[Work instructions]
Answer these questions from the passage about teaching Hinduism in schools.
1. How many parents were present at the PTA meeting where the Chair criticized the writer?
2. Which school did the writer threaten to take action against?
3. Who advised the writer to form an organization?

[Document passage]
It was in the aftermath of 9/11 that I finally expressed outrage. Schools in the area were bending over backward to have more Islamic stuff in their curriculum, so as to create a more positive portrayal of Islam. However Hinduism continued to be totally neglected. I protested that Hinduism was as misunderstood as Islam and needed explanation. I demanded they invite a speaker on the history of Hinduism and ancient India for 6th graders.

But to my utter surprise, this request was strongly opposed by other Hindu parents!! They refused to support me and marched to the Principal's office to express their disapproval!

What followed was a nightmare. I was instantly rumoured to be a politically motivated Hindu fanatic (!). The entire school community ostracized me, to the extent that my offer to help raise funds for the schools was rejected. Even Caucasian and Chinese parents, who were initially sympathetic to my concerns, mysteriously remained silent!

I was humiliated in the presence of the entire PTA of 50 parents, when the Chair roundly blasted me for trying to "change the curriculum". It was evident that none of the parents in the room, Indians included, were aware of the fact that the curriculum includes serious discussion on Hinduism. My contention was to put the curriculum into practice and not to change it. But they wouldn't listen.

It became so ugly that even my family, which supported my overall objectives, was forced to question my perseverance in the face of such hostile resistance. Finally I had no choice but to threaten action against Redwood Middle School on grounds of academic discrimination.

It made the Superintendent finally sit up and listen. She was the one who advised me to form an organization for credibility and I am eternally grateful to her for that constructive suggestion. I decided to approach schools in a professional, organized manner.

Since then, have you met with a better response?

The challenge from the Saratoga schools forced me to knock on the doors of other school districts. (Out of adversity comes opportunity!)

The responses were mixed. While some public schools hesitated due to bureaucracy, some private schools were more enthusiastic. Even Catholic schools expressed an interest in Hinduism and I had to pinch myself when one teacher complained that I should have talked more about reincarnation! I have taken it a day at a time and after three years; my efforts are finally gaining momentum. I am now invited to some schools on a regular basis since I have established a relationship with them.

[Data]
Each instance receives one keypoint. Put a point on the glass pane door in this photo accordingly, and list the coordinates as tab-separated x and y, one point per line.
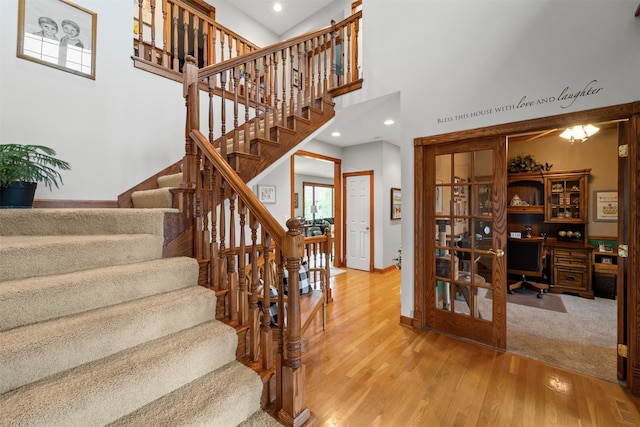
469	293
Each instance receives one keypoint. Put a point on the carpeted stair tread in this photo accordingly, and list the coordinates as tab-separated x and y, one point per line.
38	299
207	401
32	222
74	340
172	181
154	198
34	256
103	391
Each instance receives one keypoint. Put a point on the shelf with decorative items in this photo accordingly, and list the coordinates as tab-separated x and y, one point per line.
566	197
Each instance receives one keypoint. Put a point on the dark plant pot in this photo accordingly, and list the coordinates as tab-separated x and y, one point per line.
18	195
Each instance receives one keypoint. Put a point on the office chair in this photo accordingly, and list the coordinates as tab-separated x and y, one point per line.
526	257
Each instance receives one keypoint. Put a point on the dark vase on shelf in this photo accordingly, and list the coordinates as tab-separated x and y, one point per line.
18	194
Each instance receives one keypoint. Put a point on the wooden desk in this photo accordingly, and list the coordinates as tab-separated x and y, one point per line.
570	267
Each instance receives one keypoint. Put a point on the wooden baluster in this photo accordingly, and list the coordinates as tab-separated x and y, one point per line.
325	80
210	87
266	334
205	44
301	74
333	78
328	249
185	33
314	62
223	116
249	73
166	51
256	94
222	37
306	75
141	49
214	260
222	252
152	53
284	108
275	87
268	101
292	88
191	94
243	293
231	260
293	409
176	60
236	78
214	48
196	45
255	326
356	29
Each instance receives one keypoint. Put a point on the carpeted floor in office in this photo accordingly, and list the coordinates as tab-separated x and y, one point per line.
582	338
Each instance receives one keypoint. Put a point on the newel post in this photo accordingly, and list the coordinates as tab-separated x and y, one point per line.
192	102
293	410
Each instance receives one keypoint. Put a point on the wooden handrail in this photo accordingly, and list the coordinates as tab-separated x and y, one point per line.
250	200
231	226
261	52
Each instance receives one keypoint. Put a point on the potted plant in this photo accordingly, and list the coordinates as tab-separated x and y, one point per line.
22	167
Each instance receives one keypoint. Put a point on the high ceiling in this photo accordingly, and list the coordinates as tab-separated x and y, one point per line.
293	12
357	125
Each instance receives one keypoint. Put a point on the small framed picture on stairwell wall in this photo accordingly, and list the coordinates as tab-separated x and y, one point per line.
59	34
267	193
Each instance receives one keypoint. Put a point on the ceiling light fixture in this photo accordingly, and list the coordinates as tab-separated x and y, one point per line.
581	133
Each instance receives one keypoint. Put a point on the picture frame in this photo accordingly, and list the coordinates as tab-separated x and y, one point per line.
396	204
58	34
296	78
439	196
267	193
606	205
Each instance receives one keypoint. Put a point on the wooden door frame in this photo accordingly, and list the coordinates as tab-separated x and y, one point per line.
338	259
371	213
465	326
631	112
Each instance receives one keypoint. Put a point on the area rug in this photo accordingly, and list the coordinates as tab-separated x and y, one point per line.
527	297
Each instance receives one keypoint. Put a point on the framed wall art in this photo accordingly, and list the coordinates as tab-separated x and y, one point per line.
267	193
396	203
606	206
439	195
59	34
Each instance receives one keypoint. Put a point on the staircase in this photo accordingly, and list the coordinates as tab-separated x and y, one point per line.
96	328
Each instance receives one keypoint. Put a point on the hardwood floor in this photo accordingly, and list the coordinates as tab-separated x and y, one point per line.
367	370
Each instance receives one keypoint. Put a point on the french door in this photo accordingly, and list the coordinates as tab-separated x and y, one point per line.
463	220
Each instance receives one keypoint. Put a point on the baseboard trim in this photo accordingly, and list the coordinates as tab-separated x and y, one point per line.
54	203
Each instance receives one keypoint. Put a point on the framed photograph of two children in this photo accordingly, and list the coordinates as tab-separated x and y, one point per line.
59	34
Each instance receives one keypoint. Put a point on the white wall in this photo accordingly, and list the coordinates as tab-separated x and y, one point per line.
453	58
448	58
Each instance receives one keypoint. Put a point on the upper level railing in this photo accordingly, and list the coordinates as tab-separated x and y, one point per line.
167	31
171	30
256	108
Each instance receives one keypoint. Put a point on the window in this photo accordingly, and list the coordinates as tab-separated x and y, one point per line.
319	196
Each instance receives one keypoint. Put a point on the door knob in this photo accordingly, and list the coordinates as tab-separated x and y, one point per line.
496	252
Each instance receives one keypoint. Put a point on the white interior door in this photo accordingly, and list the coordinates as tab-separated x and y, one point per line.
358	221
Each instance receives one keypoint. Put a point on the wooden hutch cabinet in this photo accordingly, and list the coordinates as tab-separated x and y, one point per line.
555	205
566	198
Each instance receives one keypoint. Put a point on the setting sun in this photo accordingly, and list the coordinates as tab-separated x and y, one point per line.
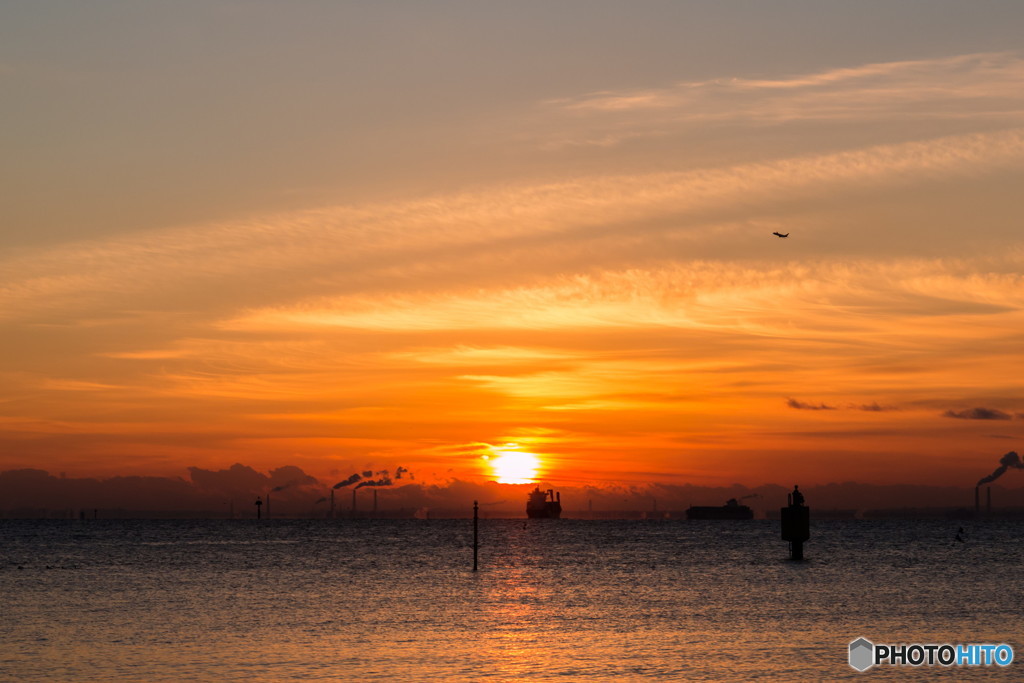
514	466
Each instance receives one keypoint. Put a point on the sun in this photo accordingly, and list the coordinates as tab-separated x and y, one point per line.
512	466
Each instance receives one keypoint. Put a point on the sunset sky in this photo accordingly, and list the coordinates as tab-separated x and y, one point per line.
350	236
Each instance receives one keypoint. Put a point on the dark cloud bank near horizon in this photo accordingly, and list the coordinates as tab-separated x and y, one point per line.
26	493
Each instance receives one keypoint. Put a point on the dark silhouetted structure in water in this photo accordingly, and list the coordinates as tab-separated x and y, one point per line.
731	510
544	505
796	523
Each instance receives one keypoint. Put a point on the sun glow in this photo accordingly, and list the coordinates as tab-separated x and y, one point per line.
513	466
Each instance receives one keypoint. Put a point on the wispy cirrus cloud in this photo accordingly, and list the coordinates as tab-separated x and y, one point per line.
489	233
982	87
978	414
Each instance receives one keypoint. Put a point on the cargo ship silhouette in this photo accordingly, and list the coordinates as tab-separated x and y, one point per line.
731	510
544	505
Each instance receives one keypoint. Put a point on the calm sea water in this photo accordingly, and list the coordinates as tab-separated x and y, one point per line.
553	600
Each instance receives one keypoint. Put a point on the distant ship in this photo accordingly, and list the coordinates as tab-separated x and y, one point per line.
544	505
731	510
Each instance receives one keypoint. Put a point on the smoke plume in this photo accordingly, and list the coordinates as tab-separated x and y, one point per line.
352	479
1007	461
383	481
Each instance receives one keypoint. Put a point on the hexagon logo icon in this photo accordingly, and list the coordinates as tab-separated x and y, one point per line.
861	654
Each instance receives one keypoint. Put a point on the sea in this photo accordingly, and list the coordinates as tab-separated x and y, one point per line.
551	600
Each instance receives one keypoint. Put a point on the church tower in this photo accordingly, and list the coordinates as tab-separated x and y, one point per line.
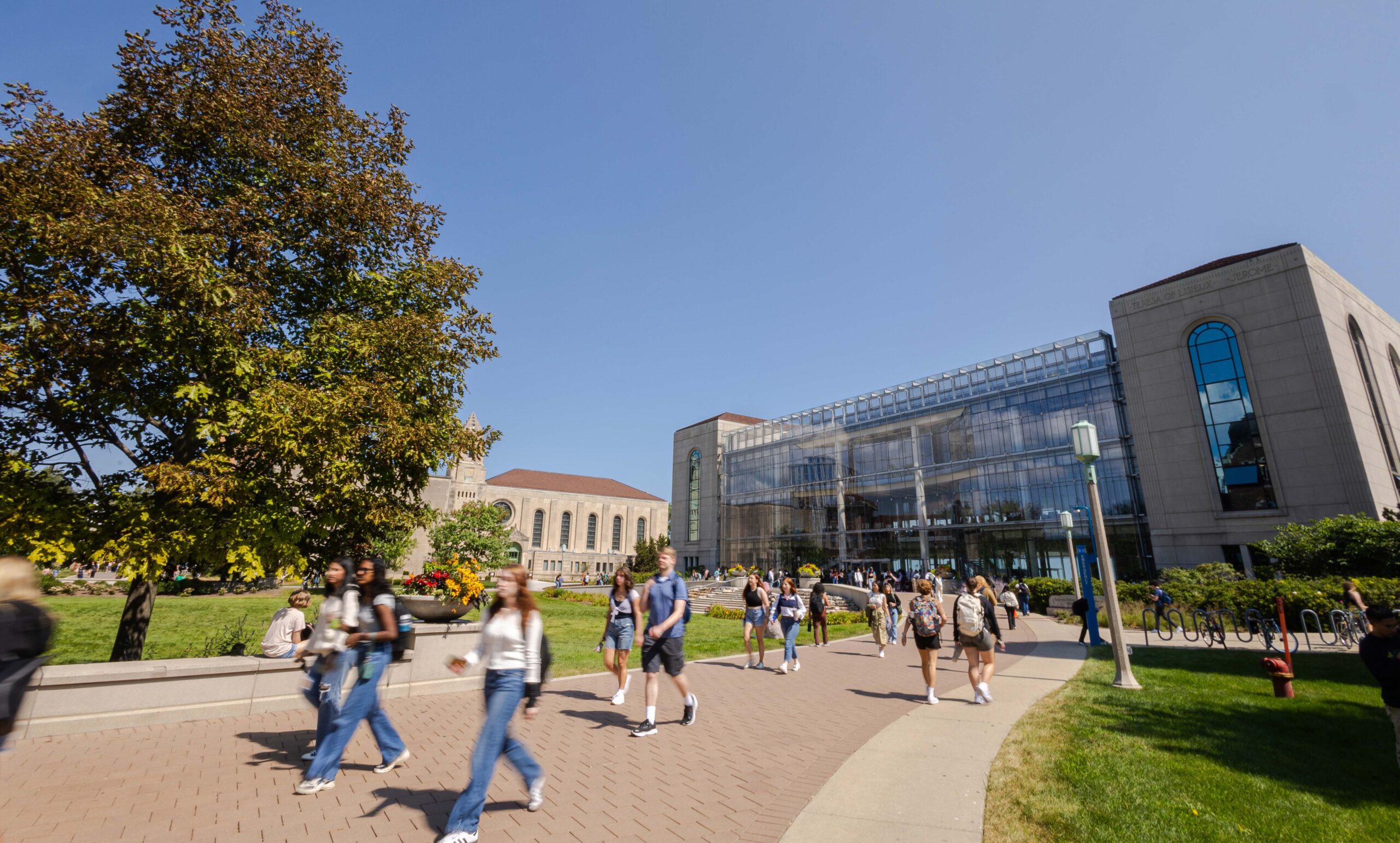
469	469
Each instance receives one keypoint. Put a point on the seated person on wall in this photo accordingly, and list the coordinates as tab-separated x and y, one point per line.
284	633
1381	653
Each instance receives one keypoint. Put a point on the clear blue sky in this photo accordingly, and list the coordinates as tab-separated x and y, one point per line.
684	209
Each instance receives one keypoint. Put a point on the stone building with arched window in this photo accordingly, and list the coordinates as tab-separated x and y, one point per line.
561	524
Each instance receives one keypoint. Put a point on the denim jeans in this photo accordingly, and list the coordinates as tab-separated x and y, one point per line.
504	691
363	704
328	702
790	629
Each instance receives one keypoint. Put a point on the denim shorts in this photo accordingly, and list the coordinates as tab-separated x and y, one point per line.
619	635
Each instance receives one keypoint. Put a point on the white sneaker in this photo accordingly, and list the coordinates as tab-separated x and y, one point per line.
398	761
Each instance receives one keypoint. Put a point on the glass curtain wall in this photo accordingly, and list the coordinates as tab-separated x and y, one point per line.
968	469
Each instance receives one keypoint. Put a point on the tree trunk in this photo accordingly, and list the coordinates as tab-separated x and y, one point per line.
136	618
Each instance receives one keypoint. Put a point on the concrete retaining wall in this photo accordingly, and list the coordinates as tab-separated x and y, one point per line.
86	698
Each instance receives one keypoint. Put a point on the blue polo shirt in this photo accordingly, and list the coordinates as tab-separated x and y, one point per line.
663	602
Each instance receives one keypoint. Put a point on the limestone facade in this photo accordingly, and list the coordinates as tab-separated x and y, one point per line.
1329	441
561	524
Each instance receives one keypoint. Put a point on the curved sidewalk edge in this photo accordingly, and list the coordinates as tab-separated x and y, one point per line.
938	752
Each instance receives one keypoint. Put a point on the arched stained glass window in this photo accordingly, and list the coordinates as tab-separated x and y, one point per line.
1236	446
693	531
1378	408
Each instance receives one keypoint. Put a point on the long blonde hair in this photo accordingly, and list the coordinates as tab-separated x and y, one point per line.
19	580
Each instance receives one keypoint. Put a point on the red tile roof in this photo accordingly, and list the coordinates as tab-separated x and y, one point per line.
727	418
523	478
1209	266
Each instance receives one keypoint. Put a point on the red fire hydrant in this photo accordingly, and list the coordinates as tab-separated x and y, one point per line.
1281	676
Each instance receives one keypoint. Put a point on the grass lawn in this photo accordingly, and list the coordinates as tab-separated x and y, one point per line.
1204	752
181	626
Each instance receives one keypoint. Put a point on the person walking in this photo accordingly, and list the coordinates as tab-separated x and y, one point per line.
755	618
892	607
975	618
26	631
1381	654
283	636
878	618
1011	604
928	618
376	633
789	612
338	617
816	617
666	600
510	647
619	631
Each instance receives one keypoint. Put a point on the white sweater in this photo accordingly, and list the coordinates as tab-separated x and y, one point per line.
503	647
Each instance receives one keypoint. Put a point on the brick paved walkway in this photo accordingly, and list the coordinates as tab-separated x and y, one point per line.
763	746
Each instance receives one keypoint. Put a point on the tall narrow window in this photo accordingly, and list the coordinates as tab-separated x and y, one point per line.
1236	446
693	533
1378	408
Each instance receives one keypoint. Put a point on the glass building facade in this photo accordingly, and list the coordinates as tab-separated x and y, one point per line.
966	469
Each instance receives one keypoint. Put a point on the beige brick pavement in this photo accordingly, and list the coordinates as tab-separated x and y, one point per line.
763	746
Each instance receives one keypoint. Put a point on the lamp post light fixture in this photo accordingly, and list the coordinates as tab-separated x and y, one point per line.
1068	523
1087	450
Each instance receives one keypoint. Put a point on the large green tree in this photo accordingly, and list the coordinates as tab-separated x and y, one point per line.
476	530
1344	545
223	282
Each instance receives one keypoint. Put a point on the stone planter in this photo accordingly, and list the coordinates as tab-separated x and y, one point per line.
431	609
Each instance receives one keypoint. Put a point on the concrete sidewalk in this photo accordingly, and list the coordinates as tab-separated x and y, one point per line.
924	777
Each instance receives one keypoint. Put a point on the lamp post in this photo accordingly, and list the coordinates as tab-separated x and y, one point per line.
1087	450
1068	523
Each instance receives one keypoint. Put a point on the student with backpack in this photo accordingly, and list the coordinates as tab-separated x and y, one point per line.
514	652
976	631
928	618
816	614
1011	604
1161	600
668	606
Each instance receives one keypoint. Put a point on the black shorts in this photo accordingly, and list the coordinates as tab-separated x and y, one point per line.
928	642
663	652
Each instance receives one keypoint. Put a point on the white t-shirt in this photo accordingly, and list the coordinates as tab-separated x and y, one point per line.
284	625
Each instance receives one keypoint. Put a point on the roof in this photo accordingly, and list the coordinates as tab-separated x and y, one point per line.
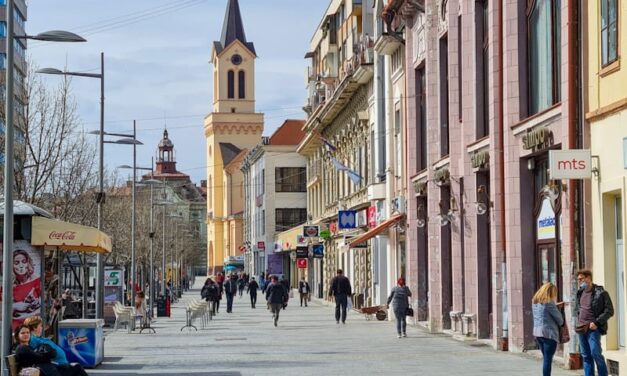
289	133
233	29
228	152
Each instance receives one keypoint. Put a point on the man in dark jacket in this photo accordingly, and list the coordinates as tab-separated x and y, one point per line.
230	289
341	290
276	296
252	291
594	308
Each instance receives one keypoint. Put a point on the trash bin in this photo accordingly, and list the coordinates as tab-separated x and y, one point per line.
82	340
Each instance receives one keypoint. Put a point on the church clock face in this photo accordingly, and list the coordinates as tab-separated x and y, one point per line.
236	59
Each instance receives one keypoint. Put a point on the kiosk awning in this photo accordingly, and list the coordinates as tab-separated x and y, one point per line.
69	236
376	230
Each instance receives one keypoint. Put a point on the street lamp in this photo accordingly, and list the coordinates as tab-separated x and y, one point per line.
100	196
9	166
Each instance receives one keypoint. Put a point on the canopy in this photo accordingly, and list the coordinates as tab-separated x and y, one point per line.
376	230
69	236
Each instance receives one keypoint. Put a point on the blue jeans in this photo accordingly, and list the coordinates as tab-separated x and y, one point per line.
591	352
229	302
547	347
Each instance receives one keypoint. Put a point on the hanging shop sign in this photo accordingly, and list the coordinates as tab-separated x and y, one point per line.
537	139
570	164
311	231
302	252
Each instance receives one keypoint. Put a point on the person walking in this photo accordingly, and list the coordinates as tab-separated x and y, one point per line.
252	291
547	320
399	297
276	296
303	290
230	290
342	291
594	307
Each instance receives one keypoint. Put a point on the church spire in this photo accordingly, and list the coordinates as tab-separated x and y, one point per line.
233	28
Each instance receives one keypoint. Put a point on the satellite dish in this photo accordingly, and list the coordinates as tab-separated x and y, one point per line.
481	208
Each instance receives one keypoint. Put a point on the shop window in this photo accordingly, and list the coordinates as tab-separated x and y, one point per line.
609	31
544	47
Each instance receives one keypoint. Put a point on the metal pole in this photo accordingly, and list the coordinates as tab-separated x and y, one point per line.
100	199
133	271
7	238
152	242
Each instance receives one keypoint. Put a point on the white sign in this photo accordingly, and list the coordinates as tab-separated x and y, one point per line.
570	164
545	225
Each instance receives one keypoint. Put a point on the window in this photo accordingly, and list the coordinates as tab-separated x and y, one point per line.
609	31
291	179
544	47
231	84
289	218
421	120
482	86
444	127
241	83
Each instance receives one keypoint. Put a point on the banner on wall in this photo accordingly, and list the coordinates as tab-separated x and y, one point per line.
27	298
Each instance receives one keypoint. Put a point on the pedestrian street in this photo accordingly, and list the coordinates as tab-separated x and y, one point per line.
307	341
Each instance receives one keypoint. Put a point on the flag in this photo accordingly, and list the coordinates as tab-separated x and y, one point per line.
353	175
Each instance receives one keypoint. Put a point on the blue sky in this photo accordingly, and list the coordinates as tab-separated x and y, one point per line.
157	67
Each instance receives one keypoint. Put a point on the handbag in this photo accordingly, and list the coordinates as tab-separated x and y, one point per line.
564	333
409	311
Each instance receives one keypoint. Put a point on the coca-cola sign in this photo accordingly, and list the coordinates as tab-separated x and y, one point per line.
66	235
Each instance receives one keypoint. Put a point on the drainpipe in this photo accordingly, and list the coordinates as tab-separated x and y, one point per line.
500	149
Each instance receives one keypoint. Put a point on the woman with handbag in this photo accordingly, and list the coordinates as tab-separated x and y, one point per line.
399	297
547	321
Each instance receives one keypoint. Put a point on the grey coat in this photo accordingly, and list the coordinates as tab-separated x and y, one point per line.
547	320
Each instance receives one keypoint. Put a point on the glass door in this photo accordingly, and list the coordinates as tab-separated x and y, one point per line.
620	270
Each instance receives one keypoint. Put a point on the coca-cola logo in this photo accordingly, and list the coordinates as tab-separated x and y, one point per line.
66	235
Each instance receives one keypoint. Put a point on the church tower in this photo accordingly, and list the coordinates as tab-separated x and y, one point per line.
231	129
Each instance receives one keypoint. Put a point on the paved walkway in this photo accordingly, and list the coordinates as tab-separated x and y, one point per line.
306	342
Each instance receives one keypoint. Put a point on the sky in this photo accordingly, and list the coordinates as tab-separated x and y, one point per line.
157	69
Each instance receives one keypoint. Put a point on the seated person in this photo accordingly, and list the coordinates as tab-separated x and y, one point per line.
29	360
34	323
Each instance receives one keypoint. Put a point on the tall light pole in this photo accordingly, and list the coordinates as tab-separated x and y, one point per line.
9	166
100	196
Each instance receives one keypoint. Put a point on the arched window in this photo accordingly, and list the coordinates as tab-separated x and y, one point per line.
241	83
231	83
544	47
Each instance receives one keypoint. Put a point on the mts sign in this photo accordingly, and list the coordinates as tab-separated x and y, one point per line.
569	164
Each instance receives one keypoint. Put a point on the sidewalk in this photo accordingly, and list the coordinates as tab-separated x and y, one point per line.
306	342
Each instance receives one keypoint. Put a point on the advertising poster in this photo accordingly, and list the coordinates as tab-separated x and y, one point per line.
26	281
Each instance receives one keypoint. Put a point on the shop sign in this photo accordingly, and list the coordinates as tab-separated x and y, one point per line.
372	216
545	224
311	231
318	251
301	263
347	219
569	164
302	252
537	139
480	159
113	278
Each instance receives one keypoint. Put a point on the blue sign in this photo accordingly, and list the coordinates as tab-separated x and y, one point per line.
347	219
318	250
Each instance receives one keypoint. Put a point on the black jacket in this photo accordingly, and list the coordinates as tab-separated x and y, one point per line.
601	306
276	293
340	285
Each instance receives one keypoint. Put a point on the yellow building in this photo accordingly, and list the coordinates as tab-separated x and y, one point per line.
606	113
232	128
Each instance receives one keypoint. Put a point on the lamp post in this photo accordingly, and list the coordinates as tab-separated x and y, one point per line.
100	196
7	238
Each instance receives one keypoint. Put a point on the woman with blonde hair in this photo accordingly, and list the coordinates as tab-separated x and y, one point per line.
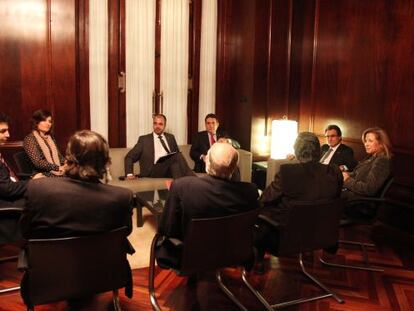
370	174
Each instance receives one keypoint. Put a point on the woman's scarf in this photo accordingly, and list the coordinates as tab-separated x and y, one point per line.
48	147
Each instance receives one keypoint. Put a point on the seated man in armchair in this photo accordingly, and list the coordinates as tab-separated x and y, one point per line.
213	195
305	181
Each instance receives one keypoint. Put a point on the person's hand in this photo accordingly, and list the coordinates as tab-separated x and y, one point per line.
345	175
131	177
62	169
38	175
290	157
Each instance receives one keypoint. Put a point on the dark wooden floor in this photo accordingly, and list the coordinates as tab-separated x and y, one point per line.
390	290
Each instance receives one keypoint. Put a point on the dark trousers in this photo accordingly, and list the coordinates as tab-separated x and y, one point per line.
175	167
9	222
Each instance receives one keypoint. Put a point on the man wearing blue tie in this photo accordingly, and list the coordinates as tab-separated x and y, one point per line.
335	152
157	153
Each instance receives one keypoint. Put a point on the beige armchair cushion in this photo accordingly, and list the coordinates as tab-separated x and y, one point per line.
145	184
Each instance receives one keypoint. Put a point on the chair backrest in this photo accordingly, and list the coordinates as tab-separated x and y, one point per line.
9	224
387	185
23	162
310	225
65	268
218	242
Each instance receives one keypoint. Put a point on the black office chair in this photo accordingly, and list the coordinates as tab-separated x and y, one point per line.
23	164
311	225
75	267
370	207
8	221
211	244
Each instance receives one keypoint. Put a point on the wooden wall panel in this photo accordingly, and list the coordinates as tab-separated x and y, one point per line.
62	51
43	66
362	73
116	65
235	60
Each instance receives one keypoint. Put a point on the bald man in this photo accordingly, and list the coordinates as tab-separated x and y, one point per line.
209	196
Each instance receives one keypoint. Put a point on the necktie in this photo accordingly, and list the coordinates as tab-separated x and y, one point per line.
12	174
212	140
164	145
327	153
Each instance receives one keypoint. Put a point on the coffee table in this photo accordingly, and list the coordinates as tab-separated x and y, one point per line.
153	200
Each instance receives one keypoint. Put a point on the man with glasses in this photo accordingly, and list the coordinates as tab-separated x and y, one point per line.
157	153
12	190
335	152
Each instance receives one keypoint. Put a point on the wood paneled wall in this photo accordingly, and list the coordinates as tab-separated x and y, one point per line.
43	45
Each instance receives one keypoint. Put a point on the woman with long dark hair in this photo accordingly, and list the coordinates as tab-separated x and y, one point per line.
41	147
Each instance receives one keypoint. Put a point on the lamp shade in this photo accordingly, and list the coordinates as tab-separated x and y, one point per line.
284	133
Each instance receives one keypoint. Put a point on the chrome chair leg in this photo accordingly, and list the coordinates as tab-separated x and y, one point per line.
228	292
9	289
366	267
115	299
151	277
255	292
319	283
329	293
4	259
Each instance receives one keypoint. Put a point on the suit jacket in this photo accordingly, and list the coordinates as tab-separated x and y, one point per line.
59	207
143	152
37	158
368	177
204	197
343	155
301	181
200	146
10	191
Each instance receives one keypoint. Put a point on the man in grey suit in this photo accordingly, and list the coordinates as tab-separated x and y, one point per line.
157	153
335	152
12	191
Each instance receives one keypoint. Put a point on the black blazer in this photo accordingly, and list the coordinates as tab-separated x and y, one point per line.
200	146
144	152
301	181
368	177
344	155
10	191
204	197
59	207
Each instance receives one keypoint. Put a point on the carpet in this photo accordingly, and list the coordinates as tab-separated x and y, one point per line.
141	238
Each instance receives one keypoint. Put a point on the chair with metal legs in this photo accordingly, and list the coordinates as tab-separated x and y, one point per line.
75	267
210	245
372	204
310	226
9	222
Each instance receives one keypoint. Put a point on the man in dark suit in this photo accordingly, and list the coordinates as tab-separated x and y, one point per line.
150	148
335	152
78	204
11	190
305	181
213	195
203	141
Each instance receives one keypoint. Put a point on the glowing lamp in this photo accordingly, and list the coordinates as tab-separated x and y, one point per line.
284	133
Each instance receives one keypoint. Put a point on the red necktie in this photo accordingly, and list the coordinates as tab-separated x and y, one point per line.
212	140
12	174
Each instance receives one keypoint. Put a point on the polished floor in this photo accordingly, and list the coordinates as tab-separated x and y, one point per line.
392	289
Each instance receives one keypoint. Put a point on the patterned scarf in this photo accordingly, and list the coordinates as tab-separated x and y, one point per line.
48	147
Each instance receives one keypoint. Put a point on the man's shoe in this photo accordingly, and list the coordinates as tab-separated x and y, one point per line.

[Result below]
1. 50 parents.
2. Redwood Middle School.
3. The Superintendent.